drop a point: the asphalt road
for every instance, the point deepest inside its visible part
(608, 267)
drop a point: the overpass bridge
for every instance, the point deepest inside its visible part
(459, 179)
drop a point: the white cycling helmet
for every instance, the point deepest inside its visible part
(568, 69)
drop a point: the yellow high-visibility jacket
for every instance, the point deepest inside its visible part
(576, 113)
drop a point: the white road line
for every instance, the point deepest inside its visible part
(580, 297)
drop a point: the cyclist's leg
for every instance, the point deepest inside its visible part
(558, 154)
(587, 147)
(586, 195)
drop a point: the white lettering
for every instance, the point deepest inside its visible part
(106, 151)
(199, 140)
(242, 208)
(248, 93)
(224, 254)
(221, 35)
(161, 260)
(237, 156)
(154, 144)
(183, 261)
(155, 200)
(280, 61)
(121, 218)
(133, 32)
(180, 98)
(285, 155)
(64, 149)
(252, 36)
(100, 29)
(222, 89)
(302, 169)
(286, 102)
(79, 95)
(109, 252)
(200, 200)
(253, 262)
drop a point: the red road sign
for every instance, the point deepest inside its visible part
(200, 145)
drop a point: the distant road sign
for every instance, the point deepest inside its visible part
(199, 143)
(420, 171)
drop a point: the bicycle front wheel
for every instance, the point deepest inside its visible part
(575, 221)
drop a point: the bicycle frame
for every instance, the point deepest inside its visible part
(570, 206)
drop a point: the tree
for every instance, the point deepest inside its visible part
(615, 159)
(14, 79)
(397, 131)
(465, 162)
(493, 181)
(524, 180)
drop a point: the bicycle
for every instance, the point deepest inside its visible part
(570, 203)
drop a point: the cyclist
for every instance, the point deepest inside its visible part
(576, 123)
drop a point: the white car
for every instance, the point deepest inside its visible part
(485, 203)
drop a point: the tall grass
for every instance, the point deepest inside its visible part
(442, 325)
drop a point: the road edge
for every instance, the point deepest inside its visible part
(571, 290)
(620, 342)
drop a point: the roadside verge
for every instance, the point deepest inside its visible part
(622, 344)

= = = =

▶ _How to complete this task_: Copy the records above exactly, beginning at the line that contains "drop a point: the white road line" and stopping after the line that contains "drop a point: the white lettering".

▶ _Answer to the problem_:
drop a point: the white road line
for every instance, the point deepest inside its visible part
(580, 297)
drop a point: the cyclist's leg
for every instance, the point deepest inside its visible part
(558, 154)
(587, 147)
(586, 195)
drop a point: the white lettering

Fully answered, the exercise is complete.